### Directive
Repeat every line of the material below word for word, changing nothing.
_ _ _
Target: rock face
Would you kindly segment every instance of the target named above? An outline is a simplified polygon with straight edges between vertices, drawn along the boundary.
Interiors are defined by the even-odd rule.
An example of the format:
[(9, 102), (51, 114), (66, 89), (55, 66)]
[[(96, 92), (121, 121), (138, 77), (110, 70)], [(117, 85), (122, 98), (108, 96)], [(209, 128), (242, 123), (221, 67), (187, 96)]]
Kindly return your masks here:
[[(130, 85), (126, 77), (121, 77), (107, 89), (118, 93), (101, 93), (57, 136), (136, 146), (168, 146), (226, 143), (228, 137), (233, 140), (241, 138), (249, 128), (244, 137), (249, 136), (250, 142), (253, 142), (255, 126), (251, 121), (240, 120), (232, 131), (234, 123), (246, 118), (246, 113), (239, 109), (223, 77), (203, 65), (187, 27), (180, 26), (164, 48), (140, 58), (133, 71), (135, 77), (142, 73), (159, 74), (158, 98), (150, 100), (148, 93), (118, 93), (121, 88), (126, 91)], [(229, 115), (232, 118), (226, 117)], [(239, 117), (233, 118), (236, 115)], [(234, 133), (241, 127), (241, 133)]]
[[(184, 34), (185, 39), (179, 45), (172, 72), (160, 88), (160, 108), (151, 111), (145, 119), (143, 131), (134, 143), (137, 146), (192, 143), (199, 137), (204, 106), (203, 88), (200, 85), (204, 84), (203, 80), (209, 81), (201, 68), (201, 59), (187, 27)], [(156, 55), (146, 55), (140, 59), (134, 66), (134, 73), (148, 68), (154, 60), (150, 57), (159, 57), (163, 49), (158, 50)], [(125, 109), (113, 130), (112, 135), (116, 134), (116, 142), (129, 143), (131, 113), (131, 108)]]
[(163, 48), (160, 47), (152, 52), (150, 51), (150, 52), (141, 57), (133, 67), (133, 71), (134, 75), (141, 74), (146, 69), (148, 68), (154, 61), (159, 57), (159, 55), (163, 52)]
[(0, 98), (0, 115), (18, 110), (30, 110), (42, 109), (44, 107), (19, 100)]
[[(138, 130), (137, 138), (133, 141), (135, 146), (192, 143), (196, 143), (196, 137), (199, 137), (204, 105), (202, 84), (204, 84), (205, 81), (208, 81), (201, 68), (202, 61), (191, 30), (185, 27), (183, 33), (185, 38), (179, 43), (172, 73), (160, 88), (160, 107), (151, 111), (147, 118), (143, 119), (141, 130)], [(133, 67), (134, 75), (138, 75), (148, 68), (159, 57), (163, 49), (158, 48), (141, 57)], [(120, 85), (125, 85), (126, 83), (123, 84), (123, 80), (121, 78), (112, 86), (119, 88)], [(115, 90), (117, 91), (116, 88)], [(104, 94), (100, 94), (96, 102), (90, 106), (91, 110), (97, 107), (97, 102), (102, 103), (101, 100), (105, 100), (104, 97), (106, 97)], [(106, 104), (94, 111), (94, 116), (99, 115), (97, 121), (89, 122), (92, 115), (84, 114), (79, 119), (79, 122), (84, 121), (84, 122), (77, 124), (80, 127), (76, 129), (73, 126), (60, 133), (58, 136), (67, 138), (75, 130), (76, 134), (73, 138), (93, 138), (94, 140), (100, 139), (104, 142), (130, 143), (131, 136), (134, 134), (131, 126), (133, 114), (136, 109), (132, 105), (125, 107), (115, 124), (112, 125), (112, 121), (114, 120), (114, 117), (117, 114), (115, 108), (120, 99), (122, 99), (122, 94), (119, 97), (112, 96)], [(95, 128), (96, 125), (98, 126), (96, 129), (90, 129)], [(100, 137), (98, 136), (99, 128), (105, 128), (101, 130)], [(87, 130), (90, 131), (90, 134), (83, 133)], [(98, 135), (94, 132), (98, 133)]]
_ _ _
### The completed task
Target: rock face
Would you kindly segment every instance of the target named above? An outline is a simplified polygon with straight edges between vertices, drawn along the boundary.
Interiors are defined by the even-odd rule.
An example of the format:
[(9, 102), (51, 114), (66, 89), (55, 66)]
[[(96, 92), (121, 121), (138, 77), (110, 70)], [(117, 85), (122, 98), (108, 96)], [(209, 128), (242, 123), (221, 67), (187, 96)]]
Kindly return your masks here:
[[(130, 85), (126, 77), (121, 77), (107, 89), (118, 93), (101, 93), (57, 136), (136, 146), (168, 146), (226, 143), (228, 137), (233, 140), (241, 138), (249, 128), (244, 137), (249, 136), (250, 142), (253, 142), (255, 126), (251, 121), (240, 120), (232, 131), (234, 123), (246, 118), (246, 113), (239, 109), (223, 77), (203, 65), (187, 27), (180, 26), (164, 48), (140, 58), (133, 71), (135, 77), (142, 73), (159, 74), (158, 98), (150, 100), (148, 93), (118, 93), (121, 88), (126, 91)], [(229, 115), (232, 118), (226, 117)], [(239, 117), (233, 118), (236, 115)], [(234, 133), (241, 127), (241, 133)]]
[[(184, 34), (185, 39), (179, 45), (172, 72), (160, 88), (160, 108), (151, 111), (145, 119), (143, 131), (134, 143), (137, 146), (192, 143), (199, 137), (204, 106), (203, 88), (200, 85), (204, 84), (203, 80), (209, 81), (201, 68), (201, 59), (187, 27)], [(156, 55), (146, 55), (140, 59), (134, 66), (134, 73), (148, 68), (154, 60), (150, 57), (159, 57), (163, 49), (158, 50)], [(125, 109), (113, 130), (112, 135), (116, 134), (116, 142), (129, 143), (131, 113), (131, 108)]]
[(163, 48), (160, 47), (152, 52), (150, 51), (150, 52), (141, 57), (133, 67), (133, 71), (134, 75), (141, 74), (146, 69), (148, 68), (154, 61), (159, 57), (159, 55), (163, 52)]
[(0, 98), (0, 115), (18, 110), (30, 110), (42, 109), (44, 107), (19, 100)]
[[(138, 130), (137, 138), (133, 141), (135, 146), (192, 143), (196, 143), (196, 137), (199, 137), (204, 105), (202, 84), (204, 84), (205, 81), (208, 81), (201, 68), (202, 61), (191, 30), (185, 27), (183, 33), (185, 38), (179, 43), (172, 73), (160, 88), (160, 107), (151, 111), (147, 118), (143, 119), (141, 130)], [(133, 67), (134, 75), (138, 75), (148, 68), (159, 57), (163, 49), (158, 48), (141, 57)], [(120, 85), (125, 85), (126, 83), (123, 84), (123, 80), (121, 78), (112, 86), (119, 88)], [(115, 90), (117, 91), (116, 88)], [(104, 94), (100, 94), (96, 102), (90, 106), (91, 110), (97, 107), (97, 102), (102, 103), (101, 100), (105, 100), (104, 97), (106, 97)], [(106, 104), (94, 111), (94, 116), (99, 115), (97, 121), (89, 122), (92, 115), (84, 114), (79, 119), (79, 122), (84, 121), (84, 122), (77, 124), (80, 127), (76, 129), (73, 126), (60, 133), (58, 136), (67, 138), (75, 130), (76, 134), (73, 138), (93, 138), (94, 140), (100, 139), (104, 142), (130, 143), (131, 136), (134, 134), (131, 126), (133, 114), (136, 109), (132, 105), (125, 107), (115, 124), (112, 125), (112, 121), (114, 120), (114, 117), (117, 114), (115, 108), (120, 99), (122, 99), (122, 94), (119, 97), (112, 96)], [(95, 128), (96, 125), (98, 126), (96, 129), (90, 129)], [(100, 137), (98, 136), (99, 128), (105, 128), (101, 130)], [(87, 130), (90, 131), (90, 134), (83, 133)], [(98, 135), (94, 132), (98, 133)]]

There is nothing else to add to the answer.